What you are asked to do :: Every line below from the one with "Target: underwater vegetation" through the one with "Q: Indicate one point per instance of the large" should be retyped exactly, both ends included; no other lines and no pictures.

□ □ □ □ □

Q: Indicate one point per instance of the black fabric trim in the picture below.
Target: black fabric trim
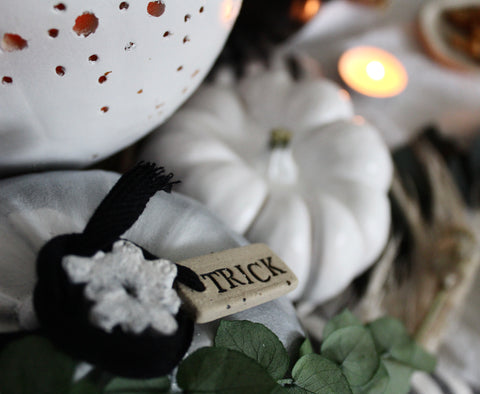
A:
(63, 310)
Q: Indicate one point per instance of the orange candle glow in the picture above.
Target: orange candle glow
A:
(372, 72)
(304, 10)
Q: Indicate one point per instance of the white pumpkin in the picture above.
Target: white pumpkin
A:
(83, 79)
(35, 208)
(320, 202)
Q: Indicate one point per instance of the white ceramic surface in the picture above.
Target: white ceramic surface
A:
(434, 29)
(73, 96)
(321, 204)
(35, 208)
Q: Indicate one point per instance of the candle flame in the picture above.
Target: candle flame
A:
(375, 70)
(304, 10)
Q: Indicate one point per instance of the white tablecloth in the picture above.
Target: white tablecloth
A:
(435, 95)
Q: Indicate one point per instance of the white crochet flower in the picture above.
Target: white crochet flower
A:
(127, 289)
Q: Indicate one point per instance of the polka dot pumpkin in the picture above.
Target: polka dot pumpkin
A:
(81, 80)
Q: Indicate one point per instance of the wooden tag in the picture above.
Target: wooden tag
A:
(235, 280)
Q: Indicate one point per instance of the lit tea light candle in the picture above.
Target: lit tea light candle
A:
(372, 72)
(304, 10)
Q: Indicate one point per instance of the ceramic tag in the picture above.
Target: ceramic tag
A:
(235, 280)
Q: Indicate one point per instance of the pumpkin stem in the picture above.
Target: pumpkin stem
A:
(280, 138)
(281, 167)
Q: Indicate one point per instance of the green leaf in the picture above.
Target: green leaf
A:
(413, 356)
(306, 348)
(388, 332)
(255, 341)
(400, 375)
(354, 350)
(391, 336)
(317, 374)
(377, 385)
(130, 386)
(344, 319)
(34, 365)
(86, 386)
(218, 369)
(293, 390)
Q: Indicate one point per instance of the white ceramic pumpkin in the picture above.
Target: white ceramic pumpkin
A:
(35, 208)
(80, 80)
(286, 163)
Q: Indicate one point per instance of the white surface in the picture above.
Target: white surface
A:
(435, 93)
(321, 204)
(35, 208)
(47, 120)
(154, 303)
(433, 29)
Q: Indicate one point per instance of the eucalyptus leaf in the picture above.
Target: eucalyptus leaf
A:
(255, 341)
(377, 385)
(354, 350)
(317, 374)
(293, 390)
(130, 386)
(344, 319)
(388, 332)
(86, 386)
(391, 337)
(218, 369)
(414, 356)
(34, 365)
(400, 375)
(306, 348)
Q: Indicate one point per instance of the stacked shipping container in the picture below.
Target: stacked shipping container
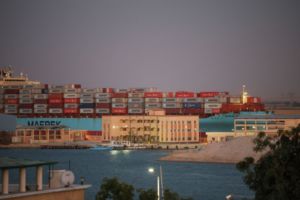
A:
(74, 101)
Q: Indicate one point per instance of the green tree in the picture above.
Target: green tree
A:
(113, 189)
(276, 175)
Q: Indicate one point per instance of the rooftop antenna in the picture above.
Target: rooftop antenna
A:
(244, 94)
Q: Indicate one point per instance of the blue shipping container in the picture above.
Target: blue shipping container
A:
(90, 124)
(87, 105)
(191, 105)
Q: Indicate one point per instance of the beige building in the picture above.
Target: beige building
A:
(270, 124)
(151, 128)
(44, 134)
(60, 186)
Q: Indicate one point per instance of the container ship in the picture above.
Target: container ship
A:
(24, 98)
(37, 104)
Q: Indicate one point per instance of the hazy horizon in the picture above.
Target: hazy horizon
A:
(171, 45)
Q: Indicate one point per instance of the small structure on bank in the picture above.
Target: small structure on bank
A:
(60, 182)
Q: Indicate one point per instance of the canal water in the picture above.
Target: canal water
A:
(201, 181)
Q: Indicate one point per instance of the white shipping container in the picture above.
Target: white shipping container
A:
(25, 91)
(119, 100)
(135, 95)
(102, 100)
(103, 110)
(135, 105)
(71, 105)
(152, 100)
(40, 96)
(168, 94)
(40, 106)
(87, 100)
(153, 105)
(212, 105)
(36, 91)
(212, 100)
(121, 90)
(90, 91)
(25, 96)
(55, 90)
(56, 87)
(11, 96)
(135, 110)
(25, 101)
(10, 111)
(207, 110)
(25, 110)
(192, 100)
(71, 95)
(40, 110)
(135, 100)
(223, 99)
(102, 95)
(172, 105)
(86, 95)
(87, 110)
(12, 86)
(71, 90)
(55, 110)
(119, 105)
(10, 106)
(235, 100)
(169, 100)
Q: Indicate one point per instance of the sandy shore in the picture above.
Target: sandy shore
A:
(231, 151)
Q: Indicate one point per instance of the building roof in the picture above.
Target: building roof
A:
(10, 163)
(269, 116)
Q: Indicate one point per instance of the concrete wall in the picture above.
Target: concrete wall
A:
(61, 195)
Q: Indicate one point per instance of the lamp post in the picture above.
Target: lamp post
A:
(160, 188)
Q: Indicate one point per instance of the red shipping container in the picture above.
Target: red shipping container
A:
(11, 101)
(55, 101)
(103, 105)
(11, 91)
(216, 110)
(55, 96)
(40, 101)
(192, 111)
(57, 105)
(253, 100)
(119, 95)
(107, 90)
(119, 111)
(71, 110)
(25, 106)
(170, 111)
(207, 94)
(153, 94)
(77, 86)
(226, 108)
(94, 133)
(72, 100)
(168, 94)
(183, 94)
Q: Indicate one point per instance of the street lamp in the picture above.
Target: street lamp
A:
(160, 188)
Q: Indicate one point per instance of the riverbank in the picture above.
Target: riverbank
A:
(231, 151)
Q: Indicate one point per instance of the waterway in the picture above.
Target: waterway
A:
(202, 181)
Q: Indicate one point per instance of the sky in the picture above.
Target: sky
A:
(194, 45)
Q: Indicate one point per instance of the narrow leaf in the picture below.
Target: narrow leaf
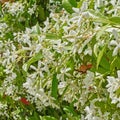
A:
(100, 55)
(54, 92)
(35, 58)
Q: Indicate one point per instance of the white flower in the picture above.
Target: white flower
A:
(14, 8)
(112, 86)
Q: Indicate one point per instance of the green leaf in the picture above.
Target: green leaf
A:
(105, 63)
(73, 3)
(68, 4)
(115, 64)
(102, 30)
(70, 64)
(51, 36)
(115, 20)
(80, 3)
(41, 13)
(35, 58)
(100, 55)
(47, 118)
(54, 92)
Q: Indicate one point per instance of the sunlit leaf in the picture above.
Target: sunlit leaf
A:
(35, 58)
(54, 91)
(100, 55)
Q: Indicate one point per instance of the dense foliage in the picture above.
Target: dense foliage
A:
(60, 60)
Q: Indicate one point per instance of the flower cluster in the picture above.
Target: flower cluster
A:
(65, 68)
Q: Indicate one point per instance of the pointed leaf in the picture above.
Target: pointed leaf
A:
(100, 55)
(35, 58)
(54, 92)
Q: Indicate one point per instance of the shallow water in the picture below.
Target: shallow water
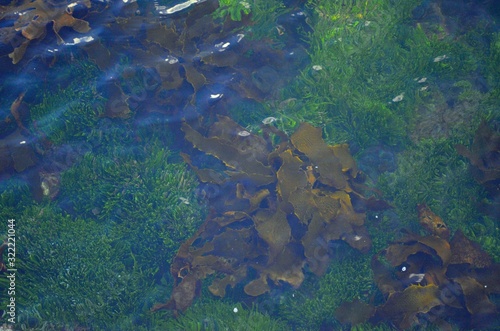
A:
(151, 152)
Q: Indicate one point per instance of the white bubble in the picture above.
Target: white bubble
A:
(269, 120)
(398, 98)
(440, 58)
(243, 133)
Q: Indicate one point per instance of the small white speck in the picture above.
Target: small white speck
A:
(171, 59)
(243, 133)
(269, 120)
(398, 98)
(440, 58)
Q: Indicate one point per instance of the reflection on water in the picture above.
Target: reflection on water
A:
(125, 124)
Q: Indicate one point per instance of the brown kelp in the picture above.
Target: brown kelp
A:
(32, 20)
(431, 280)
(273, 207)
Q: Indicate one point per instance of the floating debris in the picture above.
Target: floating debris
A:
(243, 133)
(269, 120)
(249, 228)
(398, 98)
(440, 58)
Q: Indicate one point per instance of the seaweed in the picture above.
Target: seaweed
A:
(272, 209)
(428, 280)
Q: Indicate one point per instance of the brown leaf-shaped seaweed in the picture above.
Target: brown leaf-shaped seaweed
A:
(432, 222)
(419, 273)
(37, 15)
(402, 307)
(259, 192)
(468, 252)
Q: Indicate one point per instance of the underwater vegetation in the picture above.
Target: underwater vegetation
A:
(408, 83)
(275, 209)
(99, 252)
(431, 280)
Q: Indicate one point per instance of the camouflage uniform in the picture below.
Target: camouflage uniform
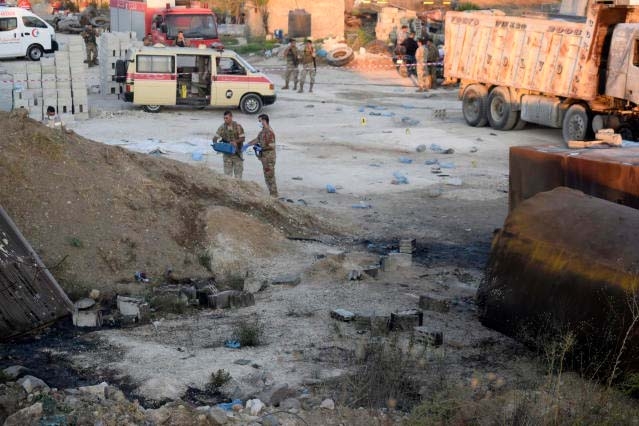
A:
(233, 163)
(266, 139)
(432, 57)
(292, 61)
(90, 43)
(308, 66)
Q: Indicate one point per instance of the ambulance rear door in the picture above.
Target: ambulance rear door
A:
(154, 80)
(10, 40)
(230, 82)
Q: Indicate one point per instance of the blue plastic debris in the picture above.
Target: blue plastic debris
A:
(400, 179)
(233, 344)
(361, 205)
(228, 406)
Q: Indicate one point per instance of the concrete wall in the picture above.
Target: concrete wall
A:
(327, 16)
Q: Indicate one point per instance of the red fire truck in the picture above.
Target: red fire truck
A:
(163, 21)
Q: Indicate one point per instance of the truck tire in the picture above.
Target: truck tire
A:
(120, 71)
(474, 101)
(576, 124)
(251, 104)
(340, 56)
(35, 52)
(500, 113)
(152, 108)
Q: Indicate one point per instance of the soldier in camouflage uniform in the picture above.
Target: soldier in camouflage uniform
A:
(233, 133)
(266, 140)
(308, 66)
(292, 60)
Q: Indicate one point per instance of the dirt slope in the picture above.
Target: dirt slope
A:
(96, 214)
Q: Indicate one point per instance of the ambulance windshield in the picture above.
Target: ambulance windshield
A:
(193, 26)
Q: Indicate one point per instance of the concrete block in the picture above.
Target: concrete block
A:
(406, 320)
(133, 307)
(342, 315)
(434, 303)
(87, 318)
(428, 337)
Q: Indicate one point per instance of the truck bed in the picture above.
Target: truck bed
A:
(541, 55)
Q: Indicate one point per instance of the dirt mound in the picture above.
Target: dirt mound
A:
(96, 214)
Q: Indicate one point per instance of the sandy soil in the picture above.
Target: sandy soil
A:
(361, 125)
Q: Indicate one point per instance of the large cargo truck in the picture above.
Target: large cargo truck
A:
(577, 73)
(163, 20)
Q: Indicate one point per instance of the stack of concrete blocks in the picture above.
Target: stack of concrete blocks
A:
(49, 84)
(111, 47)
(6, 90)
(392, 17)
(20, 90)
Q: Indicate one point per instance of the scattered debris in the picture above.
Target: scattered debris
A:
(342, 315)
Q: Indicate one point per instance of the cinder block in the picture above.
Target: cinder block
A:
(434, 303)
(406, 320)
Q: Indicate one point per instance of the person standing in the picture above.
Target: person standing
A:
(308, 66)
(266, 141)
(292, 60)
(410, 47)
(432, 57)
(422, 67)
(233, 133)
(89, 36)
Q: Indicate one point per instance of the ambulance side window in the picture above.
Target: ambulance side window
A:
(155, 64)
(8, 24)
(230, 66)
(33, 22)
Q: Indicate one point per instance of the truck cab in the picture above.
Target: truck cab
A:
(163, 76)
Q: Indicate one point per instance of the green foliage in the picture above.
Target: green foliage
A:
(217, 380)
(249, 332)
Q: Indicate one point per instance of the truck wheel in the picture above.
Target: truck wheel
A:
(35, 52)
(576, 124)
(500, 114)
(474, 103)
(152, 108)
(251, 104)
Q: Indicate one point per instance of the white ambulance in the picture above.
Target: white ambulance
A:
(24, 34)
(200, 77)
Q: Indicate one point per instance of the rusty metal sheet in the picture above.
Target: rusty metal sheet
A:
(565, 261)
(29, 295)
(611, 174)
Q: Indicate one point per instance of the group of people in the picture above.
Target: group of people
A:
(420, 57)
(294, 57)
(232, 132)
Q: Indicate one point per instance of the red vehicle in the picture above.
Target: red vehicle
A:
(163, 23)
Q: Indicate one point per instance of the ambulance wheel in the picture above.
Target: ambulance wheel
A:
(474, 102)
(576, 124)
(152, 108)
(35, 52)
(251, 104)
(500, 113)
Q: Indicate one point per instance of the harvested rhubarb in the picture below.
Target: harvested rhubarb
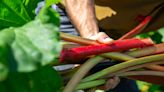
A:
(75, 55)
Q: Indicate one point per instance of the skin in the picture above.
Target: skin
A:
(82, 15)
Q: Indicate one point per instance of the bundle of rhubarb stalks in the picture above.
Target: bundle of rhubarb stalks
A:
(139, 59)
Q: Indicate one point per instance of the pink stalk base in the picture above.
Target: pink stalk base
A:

□ □ □ □ □

Solution to the exercise ::
Target: underwater vegetation
A:
(408, 83)
(275, 209)
(99, 252)
(431, 280)
Q: Indicate one point per instance of the camouflage uniform in the picture below.
Target: camouflage uniform
A:
(233, 163)
(266, 139)
(432, 57)
(292, 61)
(90, 43)
(308, 66)
Q: Indicate one point per instance of the ambulance rear door in the picture above.
Target: ambulance rear door
A:
(154, 80)
(10, 40)
(230, 82)
Q: Indicate one point per instance of the blue plastic debris in the picture above.
Target: blue plastic debris
A:
(400, 179)
(233, 344)
(361, 205)
(228, 406)
Q: Indicate one point per instance of the concrete wall in the picture above.
Target: concrete wall
A:
(327, 16)
Q: Indicate one point per instance of the red fire truck in the picture above.
Target: red fire truck
A:
(163, 21)
Q: Indicate one point per instance of the truck tire in the picture above.
Target: truck tire
A:
(120, 71)
(474, 101)
(576, 124)
(251, 104)
(340, 56)
(35, 52)
(500, 113)
(152, 108)
Q: Indicate one point per instance of the soldier in camouflage uniform in the picture above.
Target: soldier in camouflage uniform
A:
(233, 133)
(266, 140)
(308, 66)
(292, 60)
Q: Indicate one point per instance of the dirt slope in the picture above.
Target: dirt slope
A:
(96, 214)
Q: Indicate one point per instance of the ambulance windshield in the picture above.
Target: ambulance windshield
A:
(193, 26)
Q: Indicate one point per instance of the concrete block in the picture above.
Target: concrete block
A:
(406, 320)
(133, 307)
(342, 315)
(434, 303)
(87, 318)
(428, 337)
Q: Indicate one point per instance of the truck bed in the picture above.
Target: truck bed
A:
(541, 55)
Q: Indicate one point per instance of the dirt mound in the picture above.
Target: dirt mound
A:
(96, 214)
Q: Indicate one point per instance of the sandy soil in the picture above.
Target: sandy soil
A:
(361, 125)
Q: Indicate one point per instance of the large cargo truck in the picture above.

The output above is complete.